╔══

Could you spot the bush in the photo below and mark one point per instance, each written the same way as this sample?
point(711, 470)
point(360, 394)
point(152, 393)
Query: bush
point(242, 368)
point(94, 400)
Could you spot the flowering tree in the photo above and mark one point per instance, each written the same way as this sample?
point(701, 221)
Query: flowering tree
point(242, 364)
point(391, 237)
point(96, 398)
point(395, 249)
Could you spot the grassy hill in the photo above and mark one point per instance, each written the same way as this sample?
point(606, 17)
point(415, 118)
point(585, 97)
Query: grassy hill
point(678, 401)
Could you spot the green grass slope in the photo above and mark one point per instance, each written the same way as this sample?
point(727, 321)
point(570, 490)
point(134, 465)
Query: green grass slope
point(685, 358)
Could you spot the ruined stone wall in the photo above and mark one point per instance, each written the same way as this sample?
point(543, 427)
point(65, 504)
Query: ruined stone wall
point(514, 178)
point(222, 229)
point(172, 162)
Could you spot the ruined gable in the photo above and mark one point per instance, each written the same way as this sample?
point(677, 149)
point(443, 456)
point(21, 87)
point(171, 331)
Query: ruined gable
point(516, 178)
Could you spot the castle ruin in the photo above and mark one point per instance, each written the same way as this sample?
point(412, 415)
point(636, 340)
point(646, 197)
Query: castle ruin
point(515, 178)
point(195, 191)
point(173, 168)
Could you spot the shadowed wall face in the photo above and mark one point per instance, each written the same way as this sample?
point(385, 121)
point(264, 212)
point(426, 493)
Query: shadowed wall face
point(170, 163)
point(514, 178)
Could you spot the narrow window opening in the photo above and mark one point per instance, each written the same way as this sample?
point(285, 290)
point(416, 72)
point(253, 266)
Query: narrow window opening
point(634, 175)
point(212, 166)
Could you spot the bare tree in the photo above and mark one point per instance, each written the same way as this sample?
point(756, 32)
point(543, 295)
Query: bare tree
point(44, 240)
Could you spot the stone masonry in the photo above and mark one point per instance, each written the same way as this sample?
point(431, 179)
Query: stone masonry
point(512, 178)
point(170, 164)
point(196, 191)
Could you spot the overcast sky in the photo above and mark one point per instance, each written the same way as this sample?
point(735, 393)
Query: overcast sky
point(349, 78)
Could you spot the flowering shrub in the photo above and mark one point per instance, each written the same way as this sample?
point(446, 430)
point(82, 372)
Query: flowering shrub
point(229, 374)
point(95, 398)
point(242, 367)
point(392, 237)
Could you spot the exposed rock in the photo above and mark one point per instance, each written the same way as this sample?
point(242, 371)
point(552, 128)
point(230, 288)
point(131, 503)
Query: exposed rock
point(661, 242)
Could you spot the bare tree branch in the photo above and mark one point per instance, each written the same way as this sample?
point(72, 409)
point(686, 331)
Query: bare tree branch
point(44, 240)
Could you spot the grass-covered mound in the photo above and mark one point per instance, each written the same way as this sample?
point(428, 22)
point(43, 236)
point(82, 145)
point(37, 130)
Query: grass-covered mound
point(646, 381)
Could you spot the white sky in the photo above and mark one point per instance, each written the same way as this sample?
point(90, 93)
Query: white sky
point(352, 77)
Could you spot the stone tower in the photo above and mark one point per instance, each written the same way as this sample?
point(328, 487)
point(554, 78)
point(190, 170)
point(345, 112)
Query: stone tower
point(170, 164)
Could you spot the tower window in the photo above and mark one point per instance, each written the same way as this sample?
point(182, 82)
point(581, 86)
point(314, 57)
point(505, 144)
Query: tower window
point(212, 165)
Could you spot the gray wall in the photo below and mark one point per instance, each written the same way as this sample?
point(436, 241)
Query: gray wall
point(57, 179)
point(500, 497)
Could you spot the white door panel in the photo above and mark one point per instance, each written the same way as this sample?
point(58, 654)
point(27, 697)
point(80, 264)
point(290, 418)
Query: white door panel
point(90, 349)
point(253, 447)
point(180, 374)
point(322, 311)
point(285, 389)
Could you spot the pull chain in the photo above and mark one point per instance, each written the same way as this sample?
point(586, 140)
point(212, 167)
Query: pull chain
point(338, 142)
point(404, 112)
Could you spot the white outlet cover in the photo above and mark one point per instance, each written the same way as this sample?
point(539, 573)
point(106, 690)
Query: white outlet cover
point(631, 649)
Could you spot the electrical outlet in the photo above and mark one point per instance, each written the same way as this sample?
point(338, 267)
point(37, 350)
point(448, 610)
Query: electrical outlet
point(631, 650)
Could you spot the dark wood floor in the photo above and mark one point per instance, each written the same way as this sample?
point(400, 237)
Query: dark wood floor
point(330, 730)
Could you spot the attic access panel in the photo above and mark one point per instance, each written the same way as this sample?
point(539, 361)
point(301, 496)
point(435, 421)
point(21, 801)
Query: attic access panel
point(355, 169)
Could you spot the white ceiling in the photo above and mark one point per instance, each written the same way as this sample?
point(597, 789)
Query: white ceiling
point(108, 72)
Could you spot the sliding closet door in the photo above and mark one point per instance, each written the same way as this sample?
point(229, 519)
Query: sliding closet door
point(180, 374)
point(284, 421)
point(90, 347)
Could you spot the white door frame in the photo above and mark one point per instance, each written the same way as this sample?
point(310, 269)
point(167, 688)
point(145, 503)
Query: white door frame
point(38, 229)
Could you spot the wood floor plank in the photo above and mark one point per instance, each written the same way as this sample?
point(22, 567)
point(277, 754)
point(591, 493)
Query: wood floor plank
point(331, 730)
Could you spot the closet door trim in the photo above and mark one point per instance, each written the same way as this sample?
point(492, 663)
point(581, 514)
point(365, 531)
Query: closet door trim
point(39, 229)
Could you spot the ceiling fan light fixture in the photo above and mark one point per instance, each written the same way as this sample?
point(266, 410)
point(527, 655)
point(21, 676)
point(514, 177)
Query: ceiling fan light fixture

╚══

▸ STATED PROBLEM: Reproduce the entire listing above once more, keeping every line unchanged and in the same order.

▸ SOLVED EXERCISE:
Could you spot the bush in the photo below and mark one point per instance, each written the same way as this sample?
point(711, 470)
point(360, 394)
point(152, 393)
Query: bush
point(242, 368)
point(94, 400)
Could you spot the flowering tree in the photo above and mark one point per instance, each written the same way as this sample?
point(701, 221)
Query: flowering tree
point(242, 364)
point(391, 237)
point(96, 398)
point(395, 249)
Could you spot the grassy hill in the photo above and mark one point per instance, each written the same way as this sample?
point(606, 17)
point(415, 118)
point(585, 97)
Query: grassy hill
point(678, 401)
Could you spot the green grass slope in the photo above and mark one point per instance, each written the same way as this sample?
point(727, 321)
point(570, 490)
point(134, 465)
Query: green grass slope
point(685, 358)
Could you spot the ruined stone wall in the photo above and mark one point per instance, each written the same way as this sample?
point(543, 427)
point(65, 504)
Query: ruined stone wall
point(514, 178)
point(222, 229)
point(172, 162)
Could you spot the ruined gable in the photo above and mark one point per instance, each written the same way as this sample?
point(677, 149)
point(443, 456)
point(21, 87)
point(171, 331)
Query: ruined gable
point(516, 178)
Could you spot the castle ruin in the photo above and mark one point per instance, each written the same way as this sample?
point(412, 415)
point(636, 340)
point(646, 197)
Query: castle ruin
point(515, 178)
point(195, 191)
point(173, 168)
Could you spot the shadowed wall face in the photo above and mark one point per instance, each written the same way as this sample?
point(385, 121)
point(264, 212)
point(426, 493)
Query: shadowed wall face
point(170, 163)
point(514, 178)
Could you spot the narrow window opening in the photo above and mark one point per instance, each written the same way as this sample?
point(285, 290)
point(416, 72)
point(253, 266)
Query: narrow window opening
point(634, 175)
point(212, 166)
Could you spot the bare tree in the photo above and mark one point per instance, each written the same way as this sample?
point(756, 32)
point(543, 295)
Query: bare tree
point(44, 240)
Could you spot the stone masonry in the photo above and mark one point per instance, each written the same way as this sample?
point(431, 179)
Query: stone masonry
point(512, 178)
point(170, 164)
point(196, 191)
Could you spot the overcast sky in the photo above and mark one point per instance, each written the same way as this sample?
point(735, 393)
Query: overcast sky
point(349, 78)
Could you spot the flowering shrub in the photo above and mark one point per instance, each written the same way as this sample?
point(446, 430)
point(82, 372)
Query: flowering shrub
point(229, 374)
point(95, 398)
point(242, 367)
point(392, 237)
Could you spot the exposed rock in the photo above and mark one point per instance, each written the same way as this sample?
point(242, 371)
point(552, 128)
point(230, 288)
point(131, 503)
Query: exposed rock
point(661, 242)
Could you spot the bare tree branch in the photo above and mark one point per instance, each written the same way as this sample?
point(72, 409)
point(686, 331)
Query: bare tree branch
point(44, 240)
Could you spot the grass-covered mound in the photo above and mark one point per instance, each written the same way as this sample?
point(428, 22)
point(43, 236)
point(82, 145)
point(37, 130)
Query: grass-covered mound
point(646, 381)
Could you spot the white sky in the photo above and mark one point per instance, each written the same way as this sample?
point(90, 93)
Query: white sky
point(352, 77)
Could you spot the stone tower in the photo above and mark one point per instance, each written the same way as this sample?
point(328, 487)
point(554, 78)
point(190, 170)
point(345, 112)
Query: stone tower
point(170, 164)
Could you spot the tower window in the photo above and mark one point per instance, each written the same way as this sample?
point(182, 82)
point(581, 86)
point(314, 57)
point(505, 144)
Query: tower window
point(212, 165)
Could you spot the gray wall in the photo below and mark one point per instance, each written the same way as this sample?
point(436, 241)
Query: gray wall
point(57, 179)
point(500, 497)
Could you spot the white door panel in the photo above and mark one point per instance, each written the same way as this sample?
point(58, 654)
point(27, 697)
point(80, 264)
point(290, 418)
Query: white door panel
point(90, 349)
point(253, 447)
point(180, 374)
point(322, 311)
point(285, 389)
Could you spot the pull chain in the photo above and mark one point per instance, each written the same way as this sample?
point(586, 140)
point(212, 167)
Query: pull chain
point(338, 142)
point(404, 112)
Could you spot the white outlet cover in the photo above and mark one point per instance, each written the same way as this sample?
point(539, 573)
point(106, 690)
Query: white outlet cover
point(631, 649)
Could you spot the electrical outlet in the photo above and mark one point per instance, each written the same way as this sample?
point(338, 267)
point(37, 350)
point(448, 610)
Query: electrical outlet
point(631, 650)
Could you spot the dark wood floor in the photo above and mark one point per instance, each written the same way as this sample?
point(400, 237)
Query: dark wood floor
point(330, 730)
Could you spot the attic access panel in the photo above and mark one point per instance, each written the same way as this sample?
point(539, 361)
point(301, 496)
point(435, 421)
point(21, 801)
Query: attic access panel
point(355, 169)
Could you spot the white ceiling in the photo above and mark one point per instance, each written the same way as this sample?
point(597, 789)
Query: white ceiling
point(108, 72)
Could you spot the sliding closet door in the photo above and mark one point per instance, each written the same way as this sample?
point(229, 519)
Query: sliding closet door
point(180, 374)
point(284, 421)
point(90, 347)
Could you spot the white door frame in the photo above and mark one point per instance, each written the same way as this sample?
point(310, 269)
point(167, 688)
point(145, 503)
Query: white door frame
point(38, 229)
Could you spot the wood floor plank in the photo above and mark one point per instance, each written the same way as this sample?
point(22, 567)
point(277, 754)
point(591, 493)
Query: wood floor plank
point(331, 730)
Could you spot the closet door trim in the photo above and mark one point per instance, each written the same way as this sample?
point(492, 663)
point(581, 514)
point(365, 531)
Query: closet door trim
point(39, 229)
Could you spot the ceiling fan light fixture in the photo above and mark one point per instance, each written the same way as this sample?
point(266, 410)
point(527, 655)
point(21, 676)
point(514, 177)
Query: ceiling fan light fixture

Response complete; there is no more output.